#### Aim of the task:
Determine how many lines in the data below contain the word "paving". Reply with that number alone.

#### Data rows:
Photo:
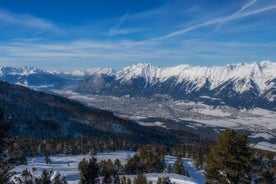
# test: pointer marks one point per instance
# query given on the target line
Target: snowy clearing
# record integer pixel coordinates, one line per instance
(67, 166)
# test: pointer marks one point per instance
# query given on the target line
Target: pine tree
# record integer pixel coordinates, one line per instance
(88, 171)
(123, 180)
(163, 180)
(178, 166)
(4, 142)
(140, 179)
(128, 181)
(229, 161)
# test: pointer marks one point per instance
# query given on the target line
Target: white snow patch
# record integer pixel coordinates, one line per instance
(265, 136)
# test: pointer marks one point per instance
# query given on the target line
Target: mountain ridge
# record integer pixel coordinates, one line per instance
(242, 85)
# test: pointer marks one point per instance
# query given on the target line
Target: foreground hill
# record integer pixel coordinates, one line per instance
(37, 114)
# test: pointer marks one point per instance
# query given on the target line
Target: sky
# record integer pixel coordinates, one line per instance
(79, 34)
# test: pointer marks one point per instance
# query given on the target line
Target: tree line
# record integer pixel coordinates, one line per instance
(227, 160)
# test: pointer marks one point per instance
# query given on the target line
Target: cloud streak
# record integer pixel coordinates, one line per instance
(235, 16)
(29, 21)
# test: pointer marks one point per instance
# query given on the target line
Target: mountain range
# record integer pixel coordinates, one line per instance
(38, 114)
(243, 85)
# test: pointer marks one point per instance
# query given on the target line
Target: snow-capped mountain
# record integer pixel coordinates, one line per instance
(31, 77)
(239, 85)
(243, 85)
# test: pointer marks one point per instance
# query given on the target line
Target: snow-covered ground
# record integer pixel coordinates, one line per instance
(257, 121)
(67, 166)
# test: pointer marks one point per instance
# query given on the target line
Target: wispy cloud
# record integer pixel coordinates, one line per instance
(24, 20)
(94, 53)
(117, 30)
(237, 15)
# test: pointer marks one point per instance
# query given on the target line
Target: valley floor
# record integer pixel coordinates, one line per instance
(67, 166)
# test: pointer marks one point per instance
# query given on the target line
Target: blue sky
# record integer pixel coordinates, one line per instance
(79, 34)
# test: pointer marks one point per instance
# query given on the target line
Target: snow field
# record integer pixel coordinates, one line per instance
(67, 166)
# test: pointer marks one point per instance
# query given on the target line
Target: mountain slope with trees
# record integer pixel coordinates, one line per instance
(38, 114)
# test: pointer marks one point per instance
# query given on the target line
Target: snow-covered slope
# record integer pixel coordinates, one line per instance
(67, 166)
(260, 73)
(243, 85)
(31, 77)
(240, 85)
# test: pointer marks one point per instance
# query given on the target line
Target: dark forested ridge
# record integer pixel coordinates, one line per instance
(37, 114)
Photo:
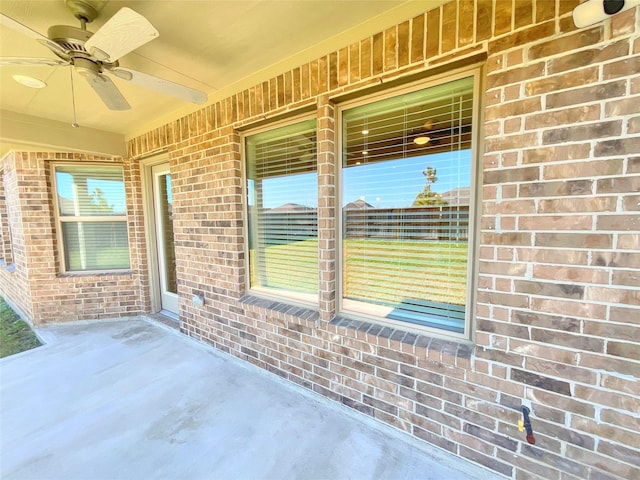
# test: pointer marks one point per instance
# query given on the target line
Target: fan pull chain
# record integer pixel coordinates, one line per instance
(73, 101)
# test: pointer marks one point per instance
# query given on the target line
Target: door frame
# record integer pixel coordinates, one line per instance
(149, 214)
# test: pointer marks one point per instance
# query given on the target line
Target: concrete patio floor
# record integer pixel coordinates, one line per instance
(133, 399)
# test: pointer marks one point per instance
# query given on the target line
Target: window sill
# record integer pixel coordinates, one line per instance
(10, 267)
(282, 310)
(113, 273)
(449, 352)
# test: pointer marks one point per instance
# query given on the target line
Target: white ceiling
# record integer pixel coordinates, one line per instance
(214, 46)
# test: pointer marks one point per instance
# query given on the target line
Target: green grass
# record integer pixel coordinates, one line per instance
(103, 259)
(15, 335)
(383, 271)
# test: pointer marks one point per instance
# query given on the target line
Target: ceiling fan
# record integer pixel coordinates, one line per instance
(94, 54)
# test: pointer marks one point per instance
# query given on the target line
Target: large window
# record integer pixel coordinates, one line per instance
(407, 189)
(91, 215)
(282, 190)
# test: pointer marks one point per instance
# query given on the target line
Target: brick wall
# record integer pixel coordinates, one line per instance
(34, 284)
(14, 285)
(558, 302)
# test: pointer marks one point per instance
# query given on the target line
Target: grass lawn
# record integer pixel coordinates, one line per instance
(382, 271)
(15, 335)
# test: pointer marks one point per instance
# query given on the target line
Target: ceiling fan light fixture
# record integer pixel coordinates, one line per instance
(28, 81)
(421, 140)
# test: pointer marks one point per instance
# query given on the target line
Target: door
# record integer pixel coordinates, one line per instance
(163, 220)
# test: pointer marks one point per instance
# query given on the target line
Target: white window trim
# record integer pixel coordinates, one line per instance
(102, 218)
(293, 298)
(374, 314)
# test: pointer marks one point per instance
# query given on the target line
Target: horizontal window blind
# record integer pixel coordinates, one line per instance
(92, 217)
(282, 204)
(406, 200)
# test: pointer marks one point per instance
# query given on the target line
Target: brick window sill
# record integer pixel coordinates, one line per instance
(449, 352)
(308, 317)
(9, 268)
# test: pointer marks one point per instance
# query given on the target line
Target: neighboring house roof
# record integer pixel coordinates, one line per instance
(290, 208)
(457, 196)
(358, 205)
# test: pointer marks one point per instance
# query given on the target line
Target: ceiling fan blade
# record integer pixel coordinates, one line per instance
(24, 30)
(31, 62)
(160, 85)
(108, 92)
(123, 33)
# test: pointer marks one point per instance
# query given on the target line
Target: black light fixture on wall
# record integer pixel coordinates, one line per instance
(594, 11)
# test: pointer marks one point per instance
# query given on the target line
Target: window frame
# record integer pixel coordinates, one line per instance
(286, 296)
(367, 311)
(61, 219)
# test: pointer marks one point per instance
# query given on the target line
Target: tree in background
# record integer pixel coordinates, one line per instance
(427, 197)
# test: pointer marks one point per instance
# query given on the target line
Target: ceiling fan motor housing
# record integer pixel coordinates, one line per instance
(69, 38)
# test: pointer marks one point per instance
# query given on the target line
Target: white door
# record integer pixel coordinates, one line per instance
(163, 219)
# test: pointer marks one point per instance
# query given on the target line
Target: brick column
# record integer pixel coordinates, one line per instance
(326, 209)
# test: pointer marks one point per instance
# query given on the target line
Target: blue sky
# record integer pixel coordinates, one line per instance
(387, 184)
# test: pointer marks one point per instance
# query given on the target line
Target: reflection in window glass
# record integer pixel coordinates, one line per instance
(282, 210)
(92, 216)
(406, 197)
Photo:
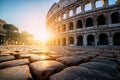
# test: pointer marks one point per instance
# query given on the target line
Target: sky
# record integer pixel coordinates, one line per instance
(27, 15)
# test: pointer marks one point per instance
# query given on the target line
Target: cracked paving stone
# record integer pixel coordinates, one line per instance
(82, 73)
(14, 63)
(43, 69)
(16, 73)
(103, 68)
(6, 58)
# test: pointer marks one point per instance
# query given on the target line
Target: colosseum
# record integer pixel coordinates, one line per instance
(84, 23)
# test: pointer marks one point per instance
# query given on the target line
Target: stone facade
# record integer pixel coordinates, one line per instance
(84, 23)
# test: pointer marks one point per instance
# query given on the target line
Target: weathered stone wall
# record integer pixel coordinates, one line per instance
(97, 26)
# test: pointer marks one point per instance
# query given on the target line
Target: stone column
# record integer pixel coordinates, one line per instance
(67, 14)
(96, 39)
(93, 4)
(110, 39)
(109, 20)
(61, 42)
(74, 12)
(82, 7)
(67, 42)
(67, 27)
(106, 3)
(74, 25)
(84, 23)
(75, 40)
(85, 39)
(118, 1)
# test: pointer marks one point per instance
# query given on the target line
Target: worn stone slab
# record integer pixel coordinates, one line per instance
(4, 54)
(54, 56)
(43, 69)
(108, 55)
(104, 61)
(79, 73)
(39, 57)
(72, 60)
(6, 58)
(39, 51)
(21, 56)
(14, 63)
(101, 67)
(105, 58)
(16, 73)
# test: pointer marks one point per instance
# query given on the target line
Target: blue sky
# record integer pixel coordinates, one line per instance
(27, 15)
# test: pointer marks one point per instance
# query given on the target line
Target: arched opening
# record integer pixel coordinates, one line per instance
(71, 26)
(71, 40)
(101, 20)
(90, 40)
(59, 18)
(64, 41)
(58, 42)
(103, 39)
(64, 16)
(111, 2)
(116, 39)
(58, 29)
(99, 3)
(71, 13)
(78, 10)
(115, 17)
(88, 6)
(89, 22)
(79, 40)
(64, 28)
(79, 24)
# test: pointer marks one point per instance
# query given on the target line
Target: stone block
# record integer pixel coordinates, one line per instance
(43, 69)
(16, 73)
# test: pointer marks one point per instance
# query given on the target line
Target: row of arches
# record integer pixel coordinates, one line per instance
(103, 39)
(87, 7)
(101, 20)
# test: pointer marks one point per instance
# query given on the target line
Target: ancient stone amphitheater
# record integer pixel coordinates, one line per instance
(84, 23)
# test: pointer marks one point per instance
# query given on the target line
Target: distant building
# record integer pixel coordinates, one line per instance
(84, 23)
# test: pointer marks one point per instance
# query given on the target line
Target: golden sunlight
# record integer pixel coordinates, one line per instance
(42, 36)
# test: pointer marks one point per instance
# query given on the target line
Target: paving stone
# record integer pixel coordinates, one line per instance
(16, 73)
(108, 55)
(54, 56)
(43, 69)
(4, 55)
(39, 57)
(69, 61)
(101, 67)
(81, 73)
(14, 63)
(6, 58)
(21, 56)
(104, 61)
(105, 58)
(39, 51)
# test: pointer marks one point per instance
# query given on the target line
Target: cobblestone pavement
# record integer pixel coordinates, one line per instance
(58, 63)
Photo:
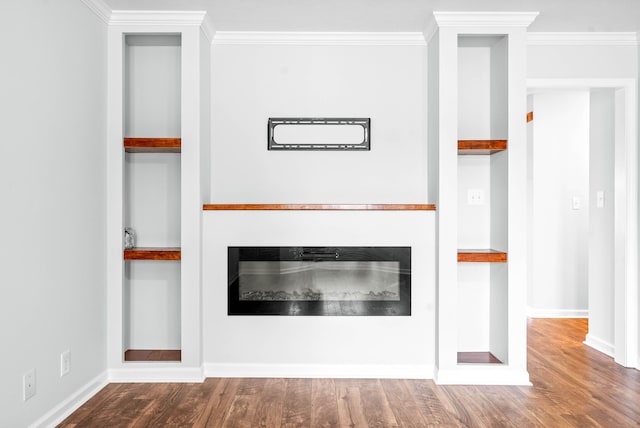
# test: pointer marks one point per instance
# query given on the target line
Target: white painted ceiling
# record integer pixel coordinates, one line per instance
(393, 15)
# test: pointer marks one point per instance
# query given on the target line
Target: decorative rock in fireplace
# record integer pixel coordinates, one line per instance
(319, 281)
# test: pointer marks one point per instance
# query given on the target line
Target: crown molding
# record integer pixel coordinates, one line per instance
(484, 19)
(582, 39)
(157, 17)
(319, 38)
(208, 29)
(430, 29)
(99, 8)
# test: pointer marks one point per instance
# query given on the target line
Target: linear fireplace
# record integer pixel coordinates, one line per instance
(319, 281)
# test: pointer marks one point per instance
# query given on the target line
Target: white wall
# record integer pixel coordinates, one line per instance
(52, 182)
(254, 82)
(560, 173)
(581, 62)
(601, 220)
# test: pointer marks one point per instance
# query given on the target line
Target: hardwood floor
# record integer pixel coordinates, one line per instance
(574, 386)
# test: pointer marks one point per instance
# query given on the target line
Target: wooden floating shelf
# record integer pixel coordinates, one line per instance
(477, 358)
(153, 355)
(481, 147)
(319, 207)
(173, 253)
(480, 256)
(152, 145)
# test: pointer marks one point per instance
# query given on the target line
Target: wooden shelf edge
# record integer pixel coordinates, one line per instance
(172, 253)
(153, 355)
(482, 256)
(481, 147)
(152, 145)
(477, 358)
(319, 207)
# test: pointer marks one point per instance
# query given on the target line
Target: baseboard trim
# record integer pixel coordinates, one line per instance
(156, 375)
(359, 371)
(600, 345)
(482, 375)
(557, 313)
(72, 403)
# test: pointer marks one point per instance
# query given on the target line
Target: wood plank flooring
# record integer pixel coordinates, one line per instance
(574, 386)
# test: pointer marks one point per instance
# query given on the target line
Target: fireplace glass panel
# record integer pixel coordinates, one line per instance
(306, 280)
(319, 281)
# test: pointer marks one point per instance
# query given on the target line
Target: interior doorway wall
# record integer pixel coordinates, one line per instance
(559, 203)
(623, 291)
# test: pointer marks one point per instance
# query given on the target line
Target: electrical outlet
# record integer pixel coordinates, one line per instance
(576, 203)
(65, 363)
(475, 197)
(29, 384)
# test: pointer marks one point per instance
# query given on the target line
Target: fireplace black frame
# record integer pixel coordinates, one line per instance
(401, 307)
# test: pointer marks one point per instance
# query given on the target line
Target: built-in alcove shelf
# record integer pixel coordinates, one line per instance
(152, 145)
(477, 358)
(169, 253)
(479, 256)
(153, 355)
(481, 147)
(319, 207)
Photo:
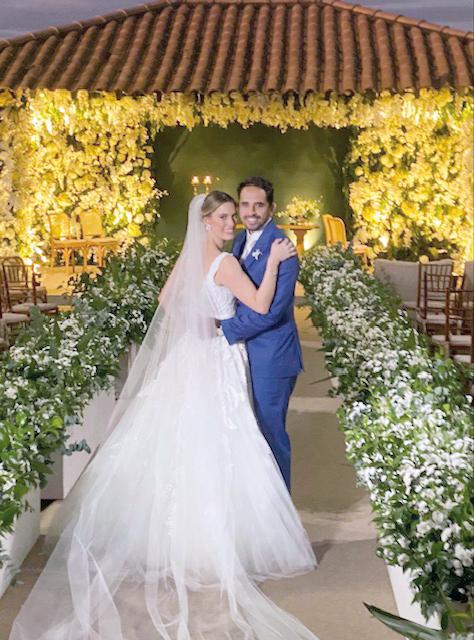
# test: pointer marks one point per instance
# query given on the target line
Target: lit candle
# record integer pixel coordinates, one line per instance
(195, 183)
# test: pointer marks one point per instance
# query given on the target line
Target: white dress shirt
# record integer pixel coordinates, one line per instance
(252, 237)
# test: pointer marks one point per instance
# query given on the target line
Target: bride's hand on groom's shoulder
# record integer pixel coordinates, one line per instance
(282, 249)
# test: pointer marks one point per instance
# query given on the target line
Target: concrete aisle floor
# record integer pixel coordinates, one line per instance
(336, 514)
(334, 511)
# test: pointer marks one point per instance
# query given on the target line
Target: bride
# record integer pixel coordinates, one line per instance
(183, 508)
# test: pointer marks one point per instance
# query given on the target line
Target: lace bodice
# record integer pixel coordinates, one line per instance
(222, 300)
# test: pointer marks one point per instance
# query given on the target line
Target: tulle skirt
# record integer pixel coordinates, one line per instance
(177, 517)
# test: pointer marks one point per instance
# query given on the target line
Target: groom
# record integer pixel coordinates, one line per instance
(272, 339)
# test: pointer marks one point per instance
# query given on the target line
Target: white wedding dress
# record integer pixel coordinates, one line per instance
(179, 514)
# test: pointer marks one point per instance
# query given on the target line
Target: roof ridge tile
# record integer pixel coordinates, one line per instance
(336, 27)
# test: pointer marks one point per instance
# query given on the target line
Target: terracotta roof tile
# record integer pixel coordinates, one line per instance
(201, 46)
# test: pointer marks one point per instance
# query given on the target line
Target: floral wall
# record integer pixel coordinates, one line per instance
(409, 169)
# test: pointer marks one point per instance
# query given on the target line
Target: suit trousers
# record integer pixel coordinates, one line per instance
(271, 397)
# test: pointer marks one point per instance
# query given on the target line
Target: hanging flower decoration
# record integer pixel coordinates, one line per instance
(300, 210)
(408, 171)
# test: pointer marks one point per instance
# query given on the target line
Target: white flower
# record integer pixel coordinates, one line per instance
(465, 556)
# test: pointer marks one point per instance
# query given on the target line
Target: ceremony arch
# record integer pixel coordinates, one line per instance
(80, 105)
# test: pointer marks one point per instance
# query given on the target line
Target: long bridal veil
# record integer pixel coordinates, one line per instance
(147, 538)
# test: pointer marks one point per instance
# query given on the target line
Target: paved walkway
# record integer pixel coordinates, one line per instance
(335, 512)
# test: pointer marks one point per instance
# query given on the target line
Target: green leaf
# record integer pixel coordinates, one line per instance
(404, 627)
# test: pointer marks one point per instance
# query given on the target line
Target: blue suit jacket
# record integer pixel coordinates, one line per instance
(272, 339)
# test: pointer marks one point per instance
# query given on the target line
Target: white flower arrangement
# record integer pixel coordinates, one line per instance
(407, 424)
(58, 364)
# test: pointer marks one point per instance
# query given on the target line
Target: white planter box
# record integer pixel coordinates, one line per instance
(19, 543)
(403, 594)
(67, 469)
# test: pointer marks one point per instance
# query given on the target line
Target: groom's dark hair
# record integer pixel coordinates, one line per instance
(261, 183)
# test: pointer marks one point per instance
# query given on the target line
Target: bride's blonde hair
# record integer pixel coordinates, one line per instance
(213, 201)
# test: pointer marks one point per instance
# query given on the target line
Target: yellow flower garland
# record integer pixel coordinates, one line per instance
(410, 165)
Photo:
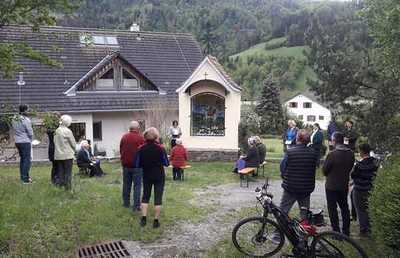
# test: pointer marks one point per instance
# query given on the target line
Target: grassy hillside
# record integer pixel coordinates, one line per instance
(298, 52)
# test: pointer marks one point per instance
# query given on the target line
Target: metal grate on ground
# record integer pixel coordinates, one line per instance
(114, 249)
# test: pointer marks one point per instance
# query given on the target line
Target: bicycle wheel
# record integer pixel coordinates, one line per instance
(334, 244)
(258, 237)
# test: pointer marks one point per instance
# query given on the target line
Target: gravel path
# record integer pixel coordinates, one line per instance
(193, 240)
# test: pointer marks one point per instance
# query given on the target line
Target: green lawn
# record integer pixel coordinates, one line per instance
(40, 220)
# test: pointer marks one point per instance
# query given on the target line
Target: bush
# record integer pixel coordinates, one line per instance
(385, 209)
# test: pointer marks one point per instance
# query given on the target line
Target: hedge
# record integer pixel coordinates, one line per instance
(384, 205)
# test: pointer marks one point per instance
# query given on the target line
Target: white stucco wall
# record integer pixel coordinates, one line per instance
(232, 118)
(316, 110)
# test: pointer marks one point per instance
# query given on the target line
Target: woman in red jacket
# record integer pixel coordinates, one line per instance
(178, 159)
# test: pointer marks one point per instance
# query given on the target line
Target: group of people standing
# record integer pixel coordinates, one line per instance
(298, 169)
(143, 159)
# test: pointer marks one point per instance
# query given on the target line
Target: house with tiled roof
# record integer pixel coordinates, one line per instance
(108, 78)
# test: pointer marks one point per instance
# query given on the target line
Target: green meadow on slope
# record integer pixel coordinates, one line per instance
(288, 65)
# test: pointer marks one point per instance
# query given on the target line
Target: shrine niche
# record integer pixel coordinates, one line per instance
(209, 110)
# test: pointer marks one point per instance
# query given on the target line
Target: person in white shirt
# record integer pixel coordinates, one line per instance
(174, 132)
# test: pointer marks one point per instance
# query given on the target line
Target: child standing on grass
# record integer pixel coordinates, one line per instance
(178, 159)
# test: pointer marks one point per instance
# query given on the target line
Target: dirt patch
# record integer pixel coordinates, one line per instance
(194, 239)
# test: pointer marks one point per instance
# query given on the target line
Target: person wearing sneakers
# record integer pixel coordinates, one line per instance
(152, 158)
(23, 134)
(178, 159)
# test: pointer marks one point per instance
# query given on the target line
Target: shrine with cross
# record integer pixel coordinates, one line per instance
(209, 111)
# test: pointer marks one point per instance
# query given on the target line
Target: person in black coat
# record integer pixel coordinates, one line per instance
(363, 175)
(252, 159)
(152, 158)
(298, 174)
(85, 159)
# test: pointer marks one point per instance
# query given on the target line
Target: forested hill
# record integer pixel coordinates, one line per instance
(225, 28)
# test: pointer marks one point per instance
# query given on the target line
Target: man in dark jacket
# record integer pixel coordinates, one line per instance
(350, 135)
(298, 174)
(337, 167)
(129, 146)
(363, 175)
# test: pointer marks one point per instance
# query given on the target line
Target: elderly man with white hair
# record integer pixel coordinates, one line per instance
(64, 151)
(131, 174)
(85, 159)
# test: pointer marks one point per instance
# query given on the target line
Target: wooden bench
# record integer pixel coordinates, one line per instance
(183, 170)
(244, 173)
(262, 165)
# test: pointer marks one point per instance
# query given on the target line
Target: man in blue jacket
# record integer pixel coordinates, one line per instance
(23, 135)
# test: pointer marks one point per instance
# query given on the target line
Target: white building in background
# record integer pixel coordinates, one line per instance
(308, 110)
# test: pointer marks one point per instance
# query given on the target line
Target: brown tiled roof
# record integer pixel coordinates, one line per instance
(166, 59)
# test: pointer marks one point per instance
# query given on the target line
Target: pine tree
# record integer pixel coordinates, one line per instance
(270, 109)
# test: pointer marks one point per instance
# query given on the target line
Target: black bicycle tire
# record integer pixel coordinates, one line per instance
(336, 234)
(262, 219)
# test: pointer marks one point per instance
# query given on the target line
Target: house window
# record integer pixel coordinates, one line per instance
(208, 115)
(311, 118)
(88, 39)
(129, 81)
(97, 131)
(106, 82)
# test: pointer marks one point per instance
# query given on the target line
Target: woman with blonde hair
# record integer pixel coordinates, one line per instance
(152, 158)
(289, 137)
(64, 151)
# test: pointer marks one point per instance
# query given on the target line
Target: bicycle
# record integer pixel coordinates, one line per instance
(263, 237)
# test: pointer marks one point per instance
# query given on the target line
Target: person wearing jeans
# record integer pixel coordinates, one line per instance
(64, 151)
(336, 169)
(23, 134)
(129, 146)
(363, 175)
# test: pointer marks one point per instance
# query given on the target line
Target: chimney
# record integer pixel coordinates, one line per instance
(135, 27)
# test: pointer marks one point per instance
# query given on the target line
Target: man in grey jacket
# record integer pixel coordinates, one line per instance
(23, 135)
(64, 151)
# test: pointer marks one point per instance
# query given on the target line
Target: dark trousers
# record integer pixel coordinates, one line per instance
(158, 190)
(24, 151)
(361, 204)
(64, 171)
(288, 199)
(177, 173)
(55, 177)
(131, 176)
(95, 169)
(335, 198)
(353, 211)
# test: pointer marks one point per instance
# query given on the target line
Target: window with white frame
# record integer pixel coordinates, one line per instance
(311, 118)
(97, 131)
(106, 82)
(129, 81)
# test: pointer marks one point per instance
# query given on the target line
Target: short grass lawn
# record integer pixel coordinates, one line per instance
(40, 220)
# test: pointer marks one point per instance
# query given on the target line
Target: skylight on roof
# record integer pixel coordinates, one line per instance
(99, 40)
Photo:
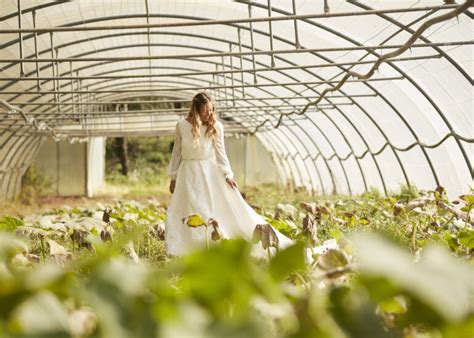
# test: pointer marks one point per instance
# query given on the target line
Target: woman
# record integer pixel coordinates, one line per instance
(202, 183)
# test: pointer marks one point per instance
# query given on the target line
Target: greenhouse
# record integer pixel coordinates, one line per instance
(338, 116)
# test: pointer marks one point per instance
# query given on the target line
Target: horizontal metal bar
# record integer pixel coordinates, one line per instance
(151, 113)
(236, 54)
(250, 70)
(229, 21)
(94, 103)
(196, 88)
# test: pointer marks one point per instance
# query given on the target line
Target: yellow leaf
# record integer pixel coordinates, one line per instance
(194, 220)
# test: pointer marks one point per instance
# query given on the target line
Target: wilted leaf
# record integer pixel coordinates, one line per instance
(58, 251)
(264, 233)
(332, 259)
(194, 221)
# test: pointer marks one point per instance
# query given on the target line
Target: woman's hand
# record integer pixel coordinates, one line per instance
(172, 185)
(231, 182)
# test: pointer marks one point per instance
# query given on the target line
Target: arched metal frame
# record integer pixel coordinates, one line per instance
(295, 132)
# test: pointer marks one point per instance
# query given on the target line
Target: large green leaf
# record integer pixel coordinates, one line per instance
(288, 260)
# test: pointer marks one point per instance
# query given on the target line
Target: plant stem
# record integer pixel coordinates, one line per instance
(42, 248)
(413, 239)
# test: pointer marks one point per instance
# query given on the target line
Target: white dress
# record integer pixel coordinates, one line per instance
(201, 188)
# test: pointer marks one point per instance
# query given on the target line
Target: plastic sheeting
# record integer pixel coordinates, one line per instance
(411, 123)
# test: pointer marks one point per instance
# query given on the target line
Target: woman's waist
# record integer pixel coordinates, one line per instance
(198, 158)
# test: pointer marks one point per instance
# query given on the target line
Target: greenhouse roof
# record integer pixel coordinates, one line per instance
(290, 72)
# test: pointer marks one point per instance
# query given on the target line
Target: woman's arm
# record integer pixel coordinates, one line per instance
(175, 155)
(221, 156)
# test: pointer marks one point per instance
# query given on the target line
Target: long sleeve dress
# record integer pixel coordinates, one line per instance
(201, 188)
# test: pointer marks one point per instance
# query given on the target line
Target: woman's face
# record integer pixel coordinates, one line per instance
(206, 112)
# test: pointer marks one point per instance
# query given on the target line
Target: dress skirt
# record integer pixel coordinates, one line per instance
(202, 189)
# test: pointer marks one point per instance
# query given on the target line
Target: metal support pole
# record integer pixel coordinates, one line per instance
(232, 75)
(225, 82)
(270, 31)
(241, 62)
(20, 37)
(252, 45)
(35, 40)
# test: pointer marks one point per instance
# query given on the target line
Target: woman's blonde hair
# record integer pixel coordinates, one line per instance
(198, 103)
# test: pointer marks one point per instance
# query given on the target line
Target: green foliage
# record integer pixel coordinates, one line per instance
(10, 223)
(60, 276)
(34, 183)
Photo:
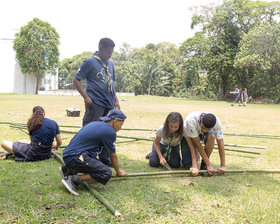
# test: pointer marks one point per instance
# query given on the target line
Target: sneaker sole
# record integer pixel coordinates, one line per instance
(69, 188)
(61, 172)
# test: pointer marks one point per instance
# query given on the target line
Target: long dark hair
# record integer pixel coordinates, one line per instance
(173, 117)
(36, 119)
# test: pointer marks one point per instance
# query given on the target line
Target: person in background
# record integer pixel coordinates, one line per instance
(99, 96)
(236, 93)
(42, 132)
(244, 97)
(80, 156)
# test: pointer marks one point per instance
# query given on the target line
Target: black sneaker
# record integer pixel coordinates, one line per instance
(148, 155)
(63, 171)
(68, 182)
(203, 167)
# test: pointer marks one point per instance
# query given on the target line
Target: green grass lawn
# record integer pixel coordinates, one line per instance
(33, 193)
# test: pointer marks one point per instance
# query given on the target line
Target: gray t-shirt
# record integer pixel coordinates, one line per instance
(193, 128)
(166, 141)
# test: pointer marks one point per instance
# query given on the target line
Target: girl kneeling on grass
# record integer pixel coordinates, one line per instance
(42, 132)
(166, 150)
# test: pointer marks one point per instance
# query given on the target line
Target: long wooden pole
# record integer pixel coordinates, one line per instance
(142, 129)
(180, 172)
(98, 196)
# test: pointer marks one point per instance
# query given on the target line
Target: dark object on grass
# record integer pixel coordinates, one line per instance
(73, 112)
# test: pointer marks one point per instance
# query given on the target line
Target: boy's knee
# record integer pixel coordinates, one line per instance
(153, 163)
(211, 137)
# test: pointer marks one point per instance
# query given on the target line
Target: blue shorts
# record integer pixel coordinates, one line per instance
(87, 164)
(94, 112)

#### Finished answer:
2